Passage:
•••

- Left to right: John Oleary and Raziel Panic

Background information
- Origin: Boston, Massachusetts, United States
- Genres: Gothic rock, darkwave, industrial
- Years active: 1990–present
- Members: Raziel Panic (1990–) John Oleary (1994–) Skot Kremen (1994–)
- Past members: Jason Arnone (1990-1996)
- Website: youshriek.com

= You Shriek =

American band

You Shriek is an American band founded in 1990 by Raziel Panic. Their sound includes influences from 1980s 4AD, New Romantic, goth and industrial. They are associated with underground club scenes catering to fans of darkwave, futurepop, and EBM.

•••

Exercise description:
Please reproduce the You Shriek profile word for word, starting at the words "- Past members: Jason" and stopping after "futurepop, and EBM.".

•••

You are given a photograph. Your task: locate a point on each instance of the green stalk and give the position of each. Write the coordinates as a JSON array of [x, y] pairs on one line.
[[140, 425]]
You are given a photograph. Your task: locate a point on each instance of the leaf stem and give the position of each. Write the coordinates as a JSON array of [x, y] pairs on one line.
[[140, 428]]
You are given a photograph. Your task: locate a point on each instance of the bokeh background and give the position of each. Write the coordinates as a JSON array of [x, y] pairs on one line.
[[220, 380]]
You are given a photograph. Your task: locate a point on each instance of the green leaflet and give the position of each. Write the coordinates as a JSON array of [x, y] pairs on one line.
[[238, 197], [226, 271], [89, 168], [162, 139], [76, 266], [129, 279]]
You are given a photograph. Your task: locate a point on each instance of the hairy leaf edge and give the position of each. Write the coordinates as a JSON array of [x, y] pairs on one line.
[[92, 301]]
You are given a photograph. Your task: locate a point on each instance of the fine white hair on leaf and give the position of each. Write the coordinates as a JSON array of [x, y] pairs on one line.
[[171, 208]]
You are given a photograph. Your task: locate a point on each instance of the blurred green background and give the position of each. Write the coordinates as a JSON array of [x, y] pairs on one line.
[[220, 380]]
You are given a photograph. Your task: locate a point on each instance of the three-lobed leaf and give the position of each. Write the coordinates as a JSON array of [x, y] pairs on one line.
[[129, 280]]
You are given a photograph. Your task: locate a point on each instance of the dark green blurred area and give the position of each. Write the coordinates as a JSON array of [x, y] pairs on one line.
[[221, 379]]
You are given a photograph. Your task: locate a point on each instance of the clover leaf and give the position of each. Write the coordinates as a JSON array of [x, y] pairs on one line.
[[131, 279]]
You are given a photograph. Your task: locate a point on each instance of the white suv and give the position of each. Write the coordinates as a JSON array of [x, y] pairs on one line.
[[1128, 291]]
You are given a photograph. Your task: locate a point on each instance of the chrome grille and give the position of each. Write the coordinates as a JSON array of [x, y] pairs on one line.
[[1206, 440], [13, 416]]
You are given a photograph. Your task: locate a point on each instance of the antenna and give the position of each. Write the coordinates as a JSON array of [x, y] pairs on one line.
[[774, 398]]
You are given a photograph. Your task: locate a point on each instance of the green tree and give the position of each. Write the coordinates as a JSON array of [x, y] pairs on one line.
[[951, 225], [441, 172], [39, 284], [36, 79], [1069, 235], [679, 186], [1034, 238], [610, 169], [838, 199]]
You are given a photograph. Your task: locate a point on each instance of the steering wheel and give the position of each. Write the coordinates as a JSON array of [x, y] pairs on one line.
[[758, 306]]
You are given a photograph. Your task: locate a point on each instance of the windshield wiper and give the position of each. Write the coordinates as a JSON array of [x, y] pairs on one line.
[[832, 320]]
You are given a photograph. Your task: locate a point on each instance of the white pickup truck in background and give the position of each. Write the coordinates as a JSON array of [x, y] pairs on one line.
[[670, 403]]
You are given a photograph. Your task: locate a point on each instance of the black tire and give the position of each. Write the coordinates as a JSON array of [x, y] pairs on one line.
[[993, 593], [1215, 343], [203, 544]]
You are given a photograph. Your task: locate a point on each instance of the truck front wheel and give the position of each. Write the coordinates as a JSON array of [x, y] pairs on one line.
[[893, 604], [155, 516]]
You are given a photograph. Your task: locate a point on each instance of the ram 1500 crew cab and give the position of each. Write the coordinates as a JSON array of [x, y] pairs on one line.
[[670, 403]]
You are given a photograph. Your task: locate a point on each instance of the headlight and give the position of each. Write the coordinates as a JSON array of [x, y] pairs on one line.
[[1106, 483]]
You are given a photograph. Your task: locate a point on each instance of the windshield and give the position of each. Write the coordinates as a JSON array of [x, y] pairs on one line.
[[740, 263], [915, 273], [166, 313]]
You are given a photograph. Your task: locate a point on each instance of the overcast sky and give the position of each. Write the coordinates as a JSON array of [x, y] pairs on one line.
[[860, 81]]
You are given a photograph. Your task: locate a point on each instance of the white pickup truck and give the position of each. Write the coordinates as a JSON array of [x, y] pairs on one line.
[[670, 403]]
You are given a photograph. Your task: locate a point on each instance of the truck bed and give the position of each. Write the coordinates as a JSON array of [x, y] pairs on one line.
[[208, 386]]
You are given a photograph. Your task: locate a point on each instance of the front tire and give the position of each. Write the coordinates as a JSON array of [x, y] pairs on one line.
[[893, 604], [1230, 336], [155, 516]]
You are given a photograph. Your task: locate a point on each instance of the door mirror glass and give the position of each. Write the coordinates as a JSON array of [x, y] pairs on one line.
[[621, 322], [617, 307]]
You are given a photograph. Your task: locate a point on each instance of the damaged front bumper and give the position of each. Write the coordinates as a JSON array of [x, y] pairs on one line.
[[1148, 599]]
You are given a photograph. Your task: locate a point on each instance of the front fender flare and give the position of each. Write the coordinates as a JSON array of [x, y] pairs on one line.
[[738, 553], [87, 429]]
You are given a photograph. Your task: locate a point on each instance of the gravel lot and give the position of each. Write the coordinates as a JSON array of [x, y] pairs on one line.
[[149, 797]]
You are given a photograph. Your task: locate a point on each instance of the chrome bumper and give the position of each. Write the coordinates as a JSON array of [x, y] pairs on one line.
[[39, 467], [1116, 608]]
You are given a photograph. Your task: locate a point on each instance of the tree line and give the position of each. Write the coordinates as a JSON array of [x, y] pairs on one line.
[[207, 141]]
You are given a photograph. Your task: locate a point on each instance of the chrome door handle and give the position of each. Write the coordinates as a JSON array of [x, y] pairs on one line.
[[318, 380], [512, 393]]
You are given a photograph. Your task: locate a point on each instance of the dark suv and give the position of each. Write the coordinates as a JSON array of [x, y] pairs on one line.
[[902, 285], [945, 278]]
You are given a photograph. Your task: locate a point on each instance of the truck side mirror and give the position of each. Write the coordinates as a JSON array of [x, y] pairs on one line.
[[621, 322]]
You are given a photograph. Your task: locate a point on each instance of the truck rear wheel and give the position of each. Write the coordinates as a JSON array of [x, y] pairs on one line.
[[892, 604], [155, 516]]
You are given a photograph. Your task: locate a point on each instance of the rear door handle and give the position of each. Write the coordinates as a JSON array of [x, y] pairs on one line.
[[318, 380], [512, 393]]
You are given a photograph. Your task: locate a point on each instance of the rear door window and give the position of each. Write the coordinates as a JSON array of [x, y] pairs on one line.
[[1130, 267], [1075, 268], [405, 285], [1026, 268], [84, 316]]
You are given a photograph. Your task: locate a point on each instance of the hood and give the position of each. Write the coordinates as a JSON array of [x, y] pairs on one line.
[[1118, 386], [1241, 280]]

•••

Response to this task:
- Past members: Jason Arnone (1990-1996)
- Website: youshriek.com

= You Shriek =

American band

You Shriek is an American band founded in 1990 by Raziel Panic. Their sound includes influences from 1980s 4AD, New Romantic, goth and industrial. They are associated with underground club scenes catering to fans of darkwave, futurepop, and EBM.